Texto do documento -
· · · ·

No entanto, já começam a se perceber pequenos movimentos de deslocamento do dólar para o euro por parte da China e de alguns países petroleiros como a Arábia Saudita. Isso ainda se dá em pequenas quantidades, mas poderia se agudizar no caso de uma forte crise econômica.

Um outro elemento de crise é o absurdo grau de parasitismo acumulado pelo capitalismo com a especulação financeira. Hoje existe uma hipertrofia especulativa nunca vista na história do capitalismo. Calcula-se que exista um montante correspondente a oito vezes a produção real de todo o mundo girando só no mercado de derivativos (uma invenção da década de 80, originalmente um contrato para proteger contra oscilações de preços que se transformou em um gigantesco negócio especulativo).

· · · ·

Dados registrados -
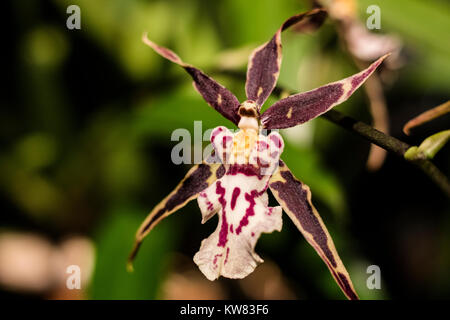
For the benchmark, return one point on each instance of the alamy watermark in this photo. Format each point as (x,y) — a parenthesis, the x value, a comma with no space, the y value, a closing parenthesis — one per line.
(374,280)
(74,279)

· · · ·

Tarefa curta - Você pode transcrever, do texto do documento, o trecho que começa nas palavras que contêm "Um outro elemento" e termina em "gigantesco negócio especulativo)."? Os dados têm outra origem.

Resposta -
Um outro elemento de crise é o absurdo grau de parasitismo acumulado pelo capitalismo com a especulação financeira. Hoje existe uma hipertrofia especulativa nunca vista na história do capitalismo. Calcula-se que exista um montante correspondente a oito vezes a produção real de todo o mundo girando só no mercado de derivativos (uma invenção da década de 80, originalmente um contrato para proteger contra oscilações de preços que se transformou em um gigantesco negócio especulativo).